> Exercise requirements: Each entry that follows must be output without any deviation.

--- start Records for processing ---

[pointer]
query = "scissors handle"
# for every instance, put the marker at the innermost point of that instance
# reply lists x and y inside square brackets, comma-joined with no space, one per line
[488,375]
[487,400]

--- end Records for processing ---

> Answer in full:
[pointer]
query = "scissors handle"
# for every instance, put the marker at the innermost point of that instance
# reply lists x and y inside square brackets, comma-joined with no space, one per line
[488,375]
[487,400]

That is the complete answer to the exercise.